- 課題:
抜粋本文のうち「個展中の鶴田知志子さんから薦」で始まり「中島京子が解説で書いている。」まで続く部分を、「大潮」を「満潮」に変えて書き直すこと。

つぶやき岩の秘密

 昨日展示を大方終えた、沼津信用金庫ストリートギャラリーの白砂勝敏展の小道具、五冊を持ってくる。本らしい本、という友だちのリクエストで、見栄えのいいハードカバーから岸田國士『落葉日記』第一書房1929年初版、『プラトン全集5』岩波書店1986年3刷、ベックフォード『ヴァテック』牧神社1974年初版、『日本探偵小説全集 大坪砂男水谷準春陽堂1954年初版、『世界の名訳詩集1』三笠書房1967年2刷を選んだ。

 個展中の鶴田知志子さんから薦められた新田次郎つぶやき岩の秘密新潮文庫2012年2刷を読んだ。《三浦半島の南のはずれに近い西海岸の小さな村に生まれた》小学六年生の男の子が主人公。海の好きな少年は、大潮の時、耳を澄ますとつぶやきが聞こえてくる岩に出合う。その近辺の断崖一帯は、戦争時に軍隊によって迷路のような穴が作られ、金塊が隠されていると噂されていた……。息詰まる冒険と暗合解読。なかなか読ませる少年小説だ。中島京子が解説で書いている。

- 一覧:

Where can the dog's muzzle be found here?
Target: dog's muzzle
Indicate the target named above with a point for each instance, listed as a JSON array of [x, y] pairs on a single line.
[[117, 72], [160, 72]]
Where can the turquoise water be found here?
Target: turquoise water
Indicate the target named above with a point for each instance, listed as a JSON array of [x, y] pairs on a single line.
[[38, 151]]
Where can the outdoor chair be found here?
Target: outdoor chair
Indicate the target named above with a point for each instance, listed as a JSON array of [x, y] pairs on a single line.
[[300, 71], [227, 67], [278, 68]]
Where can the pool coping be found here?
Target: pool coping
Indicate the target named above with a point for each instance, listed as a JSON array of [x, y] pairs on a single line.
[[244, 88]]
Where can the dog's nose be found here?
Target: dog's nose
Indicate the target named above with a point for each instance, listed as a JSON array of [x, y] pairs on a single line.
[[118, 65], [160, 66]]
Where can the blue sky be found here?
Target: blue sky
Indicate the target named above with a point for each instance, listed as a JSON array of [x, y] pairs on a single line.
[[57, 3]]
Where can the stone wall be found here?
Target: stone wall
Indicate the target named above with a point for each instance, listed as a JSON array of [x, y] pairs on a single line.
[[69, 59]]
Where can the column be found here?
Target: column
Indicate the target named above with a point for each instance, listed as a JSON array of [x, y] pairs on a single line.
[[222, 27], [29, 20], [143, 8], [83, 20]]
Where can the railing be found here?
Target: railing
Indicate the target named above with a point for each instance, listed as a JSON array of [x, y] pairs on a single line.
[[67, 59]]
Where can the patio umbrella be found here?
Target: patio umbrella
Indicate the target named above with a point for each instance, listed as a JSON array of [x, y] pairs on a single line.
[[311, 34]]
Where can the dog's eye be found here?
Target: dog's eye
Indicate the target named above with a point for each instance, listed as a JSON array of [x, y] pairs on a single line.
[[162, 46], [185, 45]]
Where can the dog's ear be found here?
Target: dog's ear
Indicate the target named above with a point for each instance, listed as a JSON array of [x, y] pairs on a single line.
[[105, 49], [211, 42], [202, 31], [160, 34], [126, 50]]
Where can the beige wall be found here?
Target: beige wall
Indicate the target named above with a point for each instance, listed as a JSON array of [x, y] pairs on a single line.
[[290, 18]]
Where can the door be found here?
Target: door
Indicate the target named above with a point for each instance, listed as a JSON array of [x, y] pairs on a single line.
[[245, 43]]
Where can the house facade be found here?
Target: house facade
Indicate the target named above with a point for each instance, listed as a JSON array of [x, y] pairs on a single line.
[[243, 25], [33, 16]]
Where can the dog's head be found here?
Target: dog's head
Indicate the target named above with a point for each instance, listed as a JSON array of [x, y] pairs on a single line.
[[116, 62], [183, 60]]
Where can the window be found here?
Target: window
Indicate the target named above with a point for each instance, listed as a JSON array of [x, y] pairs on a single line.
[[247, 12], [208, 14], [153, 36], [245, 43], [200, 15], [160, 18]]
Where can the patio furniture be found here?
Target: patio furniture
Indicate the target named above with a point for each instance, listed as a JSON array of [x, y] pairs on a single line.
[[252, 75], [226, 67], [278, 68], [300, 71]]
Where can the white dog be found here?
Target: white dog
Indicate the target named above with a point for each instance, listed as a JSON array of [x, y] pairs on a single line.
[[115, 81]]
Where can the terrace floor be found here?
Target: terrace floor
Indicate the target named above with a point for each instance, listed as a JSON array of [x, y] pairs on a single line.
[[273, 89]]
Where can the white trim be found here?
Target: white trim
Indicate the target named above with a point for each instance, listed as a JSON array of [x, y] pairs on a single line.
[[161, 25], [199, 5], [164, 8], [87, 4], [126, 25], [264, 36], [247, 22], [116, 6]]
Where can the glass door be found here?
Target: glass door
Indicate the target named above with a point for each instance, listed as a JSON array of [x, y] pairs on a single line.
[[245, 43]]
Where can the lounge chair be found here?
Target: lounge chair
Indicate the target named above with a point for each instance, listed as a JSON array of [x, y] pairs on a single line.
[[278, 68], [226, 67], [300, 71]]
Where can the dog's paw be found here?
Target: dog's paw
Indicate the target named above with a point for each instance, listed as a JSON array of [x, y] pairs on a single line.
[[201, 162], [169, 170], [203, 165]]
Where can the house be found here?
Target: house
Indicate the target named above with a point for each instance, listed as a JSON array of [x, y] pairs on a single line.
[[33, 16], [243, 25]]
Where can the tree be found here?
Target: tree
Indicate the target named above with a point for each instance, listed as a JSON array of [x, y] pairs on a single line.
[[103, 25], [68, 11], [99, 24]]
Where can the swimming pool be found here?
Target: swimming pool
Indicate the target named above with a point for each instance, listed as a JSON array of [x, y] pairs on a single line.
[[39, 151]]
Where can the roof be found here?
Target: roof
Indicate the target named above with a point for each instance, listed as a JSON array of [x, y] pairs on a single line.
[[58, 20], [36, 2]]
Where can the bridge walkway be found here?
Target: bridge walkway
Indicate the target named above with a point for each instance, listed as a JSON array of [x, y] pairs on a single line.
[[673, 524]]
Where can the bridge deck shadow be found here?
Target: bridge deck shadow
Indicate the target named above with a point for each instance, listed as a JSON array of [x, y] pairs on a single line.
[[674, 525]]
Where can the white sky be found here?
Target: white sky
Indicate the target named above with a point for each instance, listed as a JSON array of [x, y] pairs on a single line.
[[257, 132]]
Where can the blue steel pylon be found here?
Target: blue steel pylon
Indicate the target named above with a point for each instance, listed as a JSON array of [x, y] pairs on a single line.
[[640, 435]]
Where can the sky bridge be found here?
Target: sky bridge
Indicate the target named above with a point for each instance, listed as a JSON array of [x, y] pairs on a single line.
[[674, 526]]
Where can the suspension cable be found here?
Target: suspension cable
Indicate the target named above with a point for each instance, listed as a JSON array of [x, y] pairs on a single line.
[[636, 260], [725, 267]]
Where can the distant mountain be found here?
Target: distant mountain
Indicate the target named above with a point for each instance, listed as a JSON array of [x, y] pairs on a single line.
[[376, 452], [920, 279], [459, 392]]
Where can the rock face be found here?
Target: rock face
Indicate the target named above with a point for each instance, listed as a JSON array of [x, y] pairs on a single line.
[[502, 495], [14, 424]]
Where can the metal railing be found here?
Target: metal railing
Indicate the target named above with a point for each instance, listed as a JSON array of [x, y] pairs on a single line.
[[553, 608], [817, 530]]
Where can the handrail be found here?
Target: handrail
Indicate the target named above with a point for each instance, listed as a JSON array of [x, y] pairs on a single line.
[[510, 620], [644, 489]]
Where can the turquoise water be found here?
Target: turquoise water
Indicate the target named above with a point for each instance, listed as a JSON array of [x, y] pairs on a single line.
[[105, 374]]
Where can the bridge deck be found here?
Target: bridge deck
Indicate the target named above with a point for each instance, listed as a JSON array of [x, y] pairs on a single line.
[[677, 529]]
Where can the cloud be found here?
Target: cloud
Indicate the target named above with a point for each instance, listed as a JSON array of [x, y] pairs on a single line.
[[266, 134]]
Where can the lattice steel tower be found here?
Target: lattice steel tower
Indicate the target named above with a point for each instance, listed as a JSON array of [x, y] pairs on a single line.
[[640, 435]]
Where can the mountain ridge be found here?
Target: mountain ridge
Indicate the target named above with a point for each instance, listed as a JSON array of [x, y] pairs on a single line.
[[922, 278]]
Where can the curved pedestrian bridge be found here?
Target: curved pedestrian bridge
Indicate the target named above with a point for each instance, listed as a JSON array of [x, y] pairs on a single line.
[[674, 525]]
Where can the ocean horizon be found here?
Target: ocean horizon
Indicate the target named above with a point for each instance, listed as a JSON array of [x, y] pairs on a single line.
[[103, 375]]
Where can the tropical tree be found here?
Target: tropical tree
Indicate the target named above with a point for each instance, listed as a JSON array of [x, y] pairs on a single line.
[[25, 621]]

- 最終結果:
個展中の鶴田知志子さんから薦められた新田次郎つぶやき岩の秘密新潮文庫2012年2刷を読んだ。《三浦半島の南のはずれに近い西海岸の小さな村に生まれた》小学六年生の男の子が主人公。海の好きな少年は、満潮の時、耳を澄ますとつぶやきが聞こえてくる岩に出合う。その近辺の断崖一帯は、戦争時に軍隊によって迷路のような穴が作られ、金塊が隠されていると噂されていた……。息詰まる冒険と暗合解読。なかなか読ませる少年小説だ。中島京子が解説で書いている。